Items from a dataset
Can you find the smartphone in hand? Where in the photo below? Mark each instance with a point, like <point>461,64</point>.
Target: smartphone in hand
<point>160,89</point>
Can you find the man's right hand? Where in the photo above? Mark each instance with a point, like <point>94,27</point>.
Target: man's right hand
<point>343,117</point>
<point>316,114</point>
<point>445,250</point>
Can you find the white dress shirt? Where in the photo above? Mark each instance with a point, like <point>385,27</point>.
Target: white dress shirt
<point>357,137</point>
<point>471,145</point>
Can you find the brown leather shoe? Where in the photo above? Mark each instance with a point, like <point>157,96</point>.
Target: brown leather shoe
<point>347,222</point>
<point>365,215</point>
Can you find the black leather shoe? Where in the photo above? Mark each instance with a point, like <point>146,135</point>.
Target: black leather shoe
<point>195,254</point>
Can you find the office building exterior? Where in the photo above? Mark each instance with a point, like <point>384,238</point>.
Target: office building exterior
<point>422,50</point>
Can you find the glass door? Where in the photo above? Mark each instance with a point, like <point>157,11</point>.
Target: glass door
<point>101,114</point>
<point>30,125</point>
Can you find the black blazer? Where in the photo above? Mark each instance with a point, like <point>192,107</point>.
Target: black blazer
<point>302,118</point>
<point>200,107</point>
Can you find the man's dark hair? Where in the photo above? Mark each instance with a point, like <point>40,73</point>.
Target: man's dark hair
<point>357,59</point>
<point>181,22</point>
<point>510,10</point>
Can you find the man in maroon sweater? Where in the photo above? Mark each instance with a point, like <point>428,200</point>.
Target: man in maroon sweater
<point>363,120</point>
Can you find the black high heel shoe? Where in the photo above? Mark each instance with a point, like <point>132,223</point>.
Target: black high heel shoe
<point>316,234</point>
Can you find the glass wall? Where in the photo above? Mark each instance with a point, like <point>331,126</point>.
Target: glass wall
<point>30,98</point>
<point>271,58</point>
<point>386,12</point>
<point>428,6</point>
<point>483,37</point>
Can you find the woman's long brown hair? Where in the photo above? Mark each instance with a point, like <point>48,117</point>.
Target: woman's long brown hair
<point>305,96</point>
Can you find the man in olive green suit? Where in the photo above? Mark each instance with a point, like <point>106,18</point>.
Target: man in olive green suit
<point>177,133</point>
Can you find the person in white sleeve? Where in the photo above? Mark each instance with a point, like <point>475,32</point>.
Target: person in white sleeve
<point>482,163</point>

[WORK TO DO] Write out the data between the lines holding "Can you find the brown" and "<point>365,215</point>", inclusive, adding 107 to both coordinates of every answer point. Leave the sample point in the first of those lines unchanged.

[SOLUTION TO THIS EXERCISE]
Can you find the brown leather shoe? Where in the photo above? Mark each instance with a point, like <point>157,96</point>.
Target: brown leather shoe
<point>454,329</point>
<point>472,322</point>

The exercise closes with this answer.